PAGE:
*****
What Happened to Circuit City? The Store That Fired Its Way to Death

2026-03-31 by 404 Memory Found

Picture this: it's a Saturday morning in 1998. You're twelve years old. Your dad just got paid, and he's got that look on his face, the one that means you're about to go somewhere good. He grabs his keys, you grab your jacket, and twenty minutes later you're standing in front of a Circuit City. The red-and-white logo glowing above you. The automatic doors sliding open. And inside, rows and rows of televisions, all tuned to the same channel, playing the same football game in slightly different shades of color.

That was the magic of Circuit City. It wasn't just a store. It was an event. A destination. You went there the way some families went to church: on a schedule, with reverence, and usually with the intention of spending money you probably shouldn't have been spending.

And for decades, it worked. Circuit City was the king of American electronics retail. Before Best Buy was Best Buy, before Amazon was anything more than a bookstore run out of a garage, Circuit City was where America bought its TVs, its stereos, its VCRs, and eventually its computers. At its peak, the company operated over 700 stores across the country, employed nearly 60,000 people, and pulled in $12.6 billion in annual revenue.

Then it all collapsed. Not slowly. Not gracefully. Circuit City went from dominant to dead in less than two years. And the story of how that happened is one of the most baffling, frustrating, and entirely preventable corporate disasters of the 2000s.

A Circuit City Superstore location in its original format
A Circuit City Superstore in its heyday, the kind of massive electronics destination that defined Saturday shopping trips for millions of Americans.

The Beginning: A Haircut That Changed Everything

The Circuit City story starts, of all places, in a barber's chair. In 1949, a New York importer-exporter named Samuel Wurtzel was on vacation in Richmond, Virginia. He went in for a haircut, and his barber mentioned that the first commercial television station in the South was about to launch in the city. Wurtzel saw an opportunity. If people in Richmond were about to get local TV broadcasts, they'd need television sets to watch them on.
*****
REQUESTS:
1. In the Circuit City article, why did Samuel Wurtzel see an opportunity after his haircut in Richmond?
2. Pick up the Circuit City article after its last paragraph and write the next part.

[Box-labeled dataset extracts]
*****
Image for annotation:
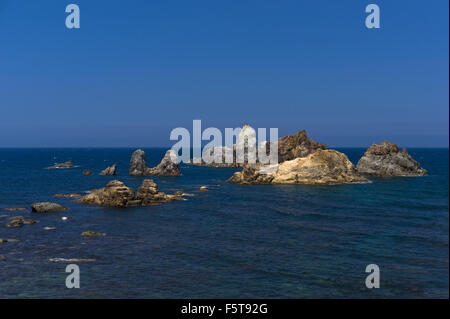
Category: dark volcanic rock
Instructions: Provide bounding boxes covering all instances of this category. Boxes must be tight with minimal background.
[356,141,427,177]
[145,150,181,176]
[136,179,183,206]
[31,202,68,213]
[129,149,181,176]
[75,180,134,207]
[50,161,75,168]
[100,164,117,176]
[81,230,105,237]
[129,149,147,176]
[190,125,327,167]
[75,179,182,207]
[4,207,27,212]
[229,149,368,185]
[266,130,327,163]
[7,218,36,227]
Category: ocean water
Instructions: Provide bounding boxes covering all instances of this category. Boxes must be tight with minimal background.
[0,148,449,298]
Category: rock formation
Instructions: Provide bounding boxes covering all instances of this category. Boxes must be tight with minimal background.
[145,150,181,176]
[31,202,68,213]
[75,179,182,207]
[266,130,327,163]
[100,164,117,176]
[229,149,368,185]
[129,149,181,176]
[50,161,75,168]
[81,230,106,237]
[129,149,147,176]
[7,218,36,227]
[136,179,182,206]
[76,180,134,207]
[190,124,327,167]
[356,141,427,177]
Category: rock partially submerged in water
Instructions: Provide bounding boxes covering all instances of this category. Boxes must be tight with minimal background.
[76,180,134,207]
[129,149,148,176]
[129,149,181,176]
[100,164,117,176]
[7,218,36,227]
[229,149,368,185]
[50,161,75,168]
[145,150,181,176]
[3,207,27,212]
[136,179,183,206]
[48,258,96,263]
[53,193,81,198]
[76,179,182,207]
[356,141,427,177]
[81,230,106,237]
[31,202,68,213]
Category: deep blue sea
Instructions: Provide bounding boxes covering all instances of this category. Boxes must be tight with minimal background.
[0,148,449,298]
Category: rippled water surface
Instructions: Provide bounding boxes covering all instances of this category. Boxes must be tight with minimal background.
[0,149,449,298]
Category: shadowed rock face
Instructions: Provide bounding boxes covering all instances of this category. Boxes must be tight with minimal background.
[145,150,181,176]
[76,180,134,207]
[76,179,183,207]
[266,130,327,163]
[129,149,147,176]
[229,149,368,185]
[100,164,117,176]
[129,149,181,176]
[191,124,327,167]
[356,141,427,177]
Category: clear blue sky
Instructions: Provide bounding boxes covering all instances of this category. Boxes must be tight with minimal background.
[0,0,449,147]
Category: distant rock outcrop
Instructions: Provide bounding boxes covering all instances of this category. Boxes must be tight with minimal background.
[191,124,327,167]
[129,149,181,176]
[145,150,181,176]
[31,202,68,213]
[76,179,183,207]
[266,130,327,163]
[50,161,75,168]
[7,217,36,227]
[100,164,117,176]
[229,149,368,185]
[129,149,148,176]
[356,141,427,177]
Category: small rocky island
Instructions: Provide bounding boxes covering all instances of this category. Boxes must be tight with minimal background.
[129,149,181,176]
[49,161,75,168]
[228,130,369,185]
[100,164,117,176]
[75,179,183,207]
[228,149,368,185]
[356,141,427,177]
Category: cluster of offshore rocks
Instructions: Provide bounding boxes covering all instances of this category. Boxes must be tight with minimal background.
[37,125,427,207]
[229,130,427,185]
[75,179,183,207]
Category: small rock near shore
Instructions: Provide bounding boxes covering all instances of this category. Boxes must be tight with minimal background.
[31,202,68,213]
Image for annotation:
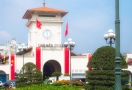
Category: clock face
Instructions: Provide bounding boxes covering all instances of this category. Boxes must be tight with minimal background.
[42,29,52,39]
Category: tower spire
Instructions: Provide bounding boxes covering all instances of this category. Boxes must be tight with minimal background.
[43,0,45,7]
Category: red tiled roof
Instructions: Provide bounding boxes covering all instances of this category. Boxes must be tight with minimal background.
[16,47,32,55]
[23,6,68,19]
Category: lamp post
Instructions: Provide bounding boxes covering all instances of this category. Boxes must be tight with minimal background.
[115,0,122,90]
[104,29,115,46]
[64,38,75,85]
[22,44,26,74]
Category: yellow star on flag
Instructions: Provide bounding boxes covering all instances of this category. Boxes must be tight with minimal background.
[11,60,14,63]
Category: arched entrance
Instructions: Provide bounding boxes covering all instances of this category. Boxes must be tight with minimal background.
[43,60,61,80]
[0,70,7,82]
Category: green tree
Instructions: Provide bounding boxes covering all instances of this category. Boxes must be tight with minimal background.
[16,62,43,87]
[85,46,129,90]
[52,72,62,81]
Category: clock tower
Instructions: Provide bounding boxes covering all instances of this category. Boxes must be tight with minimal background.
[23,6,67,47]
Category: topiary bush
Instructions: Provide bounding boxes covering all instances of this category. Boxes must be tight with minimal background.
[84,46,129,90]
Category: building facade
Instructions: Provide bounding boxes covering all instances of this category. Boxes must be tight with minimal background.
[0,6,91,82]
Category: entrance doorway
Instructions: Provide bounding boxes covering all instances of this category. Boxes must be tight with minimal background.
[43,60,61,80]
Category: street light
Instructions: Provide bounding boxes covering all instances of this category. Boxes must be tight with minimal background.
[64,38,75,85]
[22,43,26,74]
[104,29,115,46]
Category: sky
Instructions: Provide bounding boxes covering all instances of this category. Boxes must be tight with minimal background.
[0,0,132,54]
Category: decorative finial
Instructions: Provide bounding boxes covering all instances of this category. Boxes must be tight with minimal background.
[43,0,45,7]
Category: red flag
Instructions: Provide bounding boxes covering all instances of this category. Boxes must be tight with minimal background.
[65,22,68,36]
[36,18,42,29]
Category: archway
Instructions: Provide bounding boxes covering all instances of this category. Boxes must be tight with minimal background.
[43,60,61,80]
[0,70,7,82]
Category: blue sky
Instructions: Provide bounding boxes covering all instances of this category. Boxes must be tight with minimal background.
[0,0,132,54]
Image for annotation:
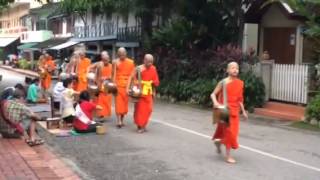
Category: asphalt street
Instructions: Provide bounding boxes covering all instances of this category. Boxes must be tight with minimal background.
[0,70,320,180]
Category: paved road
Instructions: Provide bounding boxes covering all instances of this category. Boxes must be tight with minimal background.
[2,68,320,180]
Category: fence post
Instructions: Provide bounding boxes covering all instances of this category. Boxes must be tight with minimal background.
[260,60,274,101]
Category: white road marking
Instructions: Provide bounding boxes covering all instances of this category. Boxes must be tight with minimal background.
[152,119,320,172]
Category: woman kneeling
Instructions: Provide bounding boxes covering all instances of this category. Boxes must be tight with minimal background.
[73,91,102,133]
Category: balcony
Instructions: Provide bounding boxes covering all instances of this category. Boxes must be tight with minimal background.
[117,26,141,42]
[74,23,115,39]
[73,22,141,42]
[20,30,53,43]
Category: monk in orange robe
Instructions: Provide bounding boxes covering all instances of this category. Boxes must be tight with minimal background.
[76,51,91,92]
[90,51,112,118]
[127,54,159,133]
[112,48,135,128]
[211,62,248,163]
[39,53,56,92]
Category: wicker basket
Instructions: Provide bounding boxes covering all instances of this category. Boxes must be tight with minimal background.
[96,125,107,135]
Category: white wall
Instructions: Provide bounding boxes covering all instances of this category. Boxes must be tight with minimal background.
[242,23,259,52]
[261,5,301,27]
*****
ANSWERS TO THE EXERCISES:
1. His barber told him that the first commercial television station in the South was about to launch in the city. Wurtzel reasoned that if people in Richmond were about to get local TV broadcasts, they would need television sets to watch them on.

2.
So he moved his entire family to Virginia and opened a store called Wards. The name wasn't random. It was an acronym built from his family: W for Wurtzel, A for his son Alan, R for his wife Ruth, D for his son David, and S for Samuel himself. It was a family business from day one.

By 1959, Wards had four stores around Richmond, selling televisions and home appliances. Samuel ran the company until 1972, when his son Alan took over as CEO. And that's when things started to get really interesting.

The Rise: Inventing the Electronics Superstore

Alan Wurtzel didn't just want to run a chain of appliance shops. He wanted to build something bigger. In the mid-1970s, he pioneered a concept that would reshape American retail: the electronics superstore. The idea was simple but radical. Instead of small stores with limited inventory, why not build massive showrooms packed with every electronic device a consumer could want? Staff them with knowledgeable salespeople who worked on commission. Let customers touch everything, compare everything, and walk out with something they didn't even know they wanted when they walked in.

It was a hit. The stores were renamed Circuit City in 1984, and the company went on a tear. Through the late '80s and all through the '90s, Circuit City was the place. If you were buying a new TV, a new stereo system, a camcorder, a car stereo, or eventually a desktop computer, you went to Circuit City. The company was so successful that it was one of only eleven companies featured in Jim Collins' famous business book "Good to Great," published in 2001, as an example of a company that had made the leap from mediocre to exceptional performance.

Think about that for a second. A business professor studied thousands of companies and held Circuit City up as a model of excellence. In 2001.

The Competition Heats Up

But the landscape was shifting. Best Buy, which had been a regional player based in Minnesota, was growing fast. And Best Buy made a critical decision that would end up being the difference between survival and extinction: in 1989, they ditched the commission-based sales model in favor of a no-pressure, self-service shopping experience. Customers could browse without being followed around by a salesperson trying to upsell them on extended warranties.

Circuit City, meanwhile, stuck with its commissioned salespeople. For a while, this was actually an advantage. Circuit City's sales staff were knowledgeable, experienced, and genuinely helpful. They could explain the difference between a $400 TV and a $900 TV in a way that made you feel like you were making an informed decision, not being hustled. Customers trusted them.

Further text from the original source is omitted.